• _ACTIVITY_: The response must consist of the lines below from the one with "Target: white metal fence" through the one with "Find the white rose", exactly as they appear and with both ends kept.

• _LISTED RECORDS_:
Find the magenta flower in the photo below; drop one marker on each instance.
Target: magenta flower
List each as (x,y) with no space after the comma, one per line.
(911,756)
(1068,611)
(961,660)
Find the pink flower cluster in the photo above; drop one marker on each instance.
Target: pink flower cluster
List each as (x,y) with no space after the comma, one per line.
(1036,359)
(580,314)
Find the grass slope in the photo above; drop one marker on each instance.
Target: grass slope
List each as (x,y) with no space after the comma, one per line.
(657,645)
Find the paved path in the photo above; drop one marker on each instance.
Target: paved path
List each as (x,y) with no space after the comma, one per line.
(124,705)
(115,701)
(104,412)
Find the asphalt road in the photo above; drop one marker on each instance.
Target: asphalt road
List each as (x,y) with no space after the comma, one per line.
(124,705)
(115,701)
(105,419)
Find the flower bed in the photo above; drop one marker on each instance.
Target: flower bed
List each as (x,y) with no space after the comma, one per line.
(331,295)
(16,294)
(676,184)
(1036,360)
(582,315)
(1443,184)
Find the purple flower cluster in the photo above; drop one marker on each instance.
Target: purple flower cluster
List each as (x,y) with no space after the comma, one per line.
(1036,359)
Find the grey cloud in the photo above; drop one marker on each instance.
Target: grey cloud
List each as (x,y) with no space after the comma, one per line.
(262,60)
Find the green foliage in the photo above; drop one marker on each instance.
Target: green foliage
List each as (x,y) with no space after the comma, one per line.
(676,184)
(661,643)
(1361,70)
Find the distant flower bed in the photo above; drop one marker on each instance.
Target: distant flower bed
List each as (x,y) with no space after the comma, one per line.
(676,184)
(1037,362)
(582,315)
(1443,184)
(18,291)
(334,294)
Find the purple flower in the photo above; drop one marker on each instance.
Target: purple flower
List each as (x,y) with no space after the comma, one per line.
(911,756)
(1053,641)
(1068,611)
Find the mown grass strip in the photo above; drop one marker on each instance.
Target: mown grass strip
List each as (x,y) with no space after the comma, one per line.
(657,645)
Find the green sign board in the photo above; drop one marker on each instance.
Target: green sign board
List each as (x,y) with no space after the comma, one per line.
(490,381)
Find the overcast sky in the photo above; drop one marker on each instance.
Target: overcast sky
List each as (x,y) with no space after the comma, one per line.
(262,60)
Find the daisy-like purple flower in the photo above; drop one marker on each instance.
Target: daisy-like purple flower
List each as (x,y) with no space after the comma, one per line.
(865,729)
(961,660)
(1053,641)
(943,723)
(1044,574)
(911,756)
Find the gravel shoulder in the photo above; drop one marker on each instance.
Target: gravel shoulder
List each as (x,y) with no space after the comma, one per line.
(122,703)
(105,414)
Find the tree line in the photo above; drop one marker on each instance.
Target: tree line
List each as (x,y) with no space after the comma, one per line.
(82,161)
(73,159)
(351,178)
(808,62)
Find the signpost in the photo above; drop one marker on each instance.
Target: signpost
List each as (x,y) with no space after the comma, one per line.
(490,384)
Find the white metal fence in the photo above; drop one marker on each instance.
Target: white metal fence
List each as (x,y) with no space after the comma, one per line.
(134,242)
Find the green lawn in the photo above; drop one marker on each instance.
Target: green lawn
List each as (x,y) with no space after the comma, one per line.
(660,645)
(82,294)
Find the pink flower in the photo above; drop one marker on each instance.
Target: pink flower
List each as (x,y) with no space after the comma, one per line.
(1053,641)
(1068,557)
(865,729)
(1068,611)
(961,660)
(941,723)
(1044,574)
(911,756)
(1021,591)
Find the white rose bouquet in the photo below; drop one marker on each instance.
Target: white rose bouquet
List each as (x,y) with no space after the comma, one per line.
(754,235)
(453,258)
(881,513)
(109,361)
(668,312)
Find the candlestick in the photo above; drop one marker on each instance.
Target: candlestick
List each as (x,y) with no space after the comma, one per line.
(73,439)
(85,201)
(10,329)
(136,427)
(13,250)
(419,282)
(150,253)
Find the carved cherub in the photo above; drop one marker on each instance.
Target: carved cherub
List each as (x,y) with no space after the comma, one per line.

• _EXERCISE SOLUTION_:
Target: white metal fence
List each as (x,y) with no space after the comma, one per line.
(134,242)
Find the green lawn in the photo above; drop one marker on each instance.
Target: green lawn
List each as (x,y) with no space after the comma, one per line.
(660,645)
(82,294)
Find the pink flower in the photo above; drop one marker on each instance.
Target: pink flower
List each as (x,y) with no space after the comma, one per line.
(1053,641)
(1068,557)
(865,729)
(1068,611)
(961,660)
(941,723)
(1044,574)
(911,756)
(1021,591)
Find the white rose bouquet in the photo below; drop one marker on each instance.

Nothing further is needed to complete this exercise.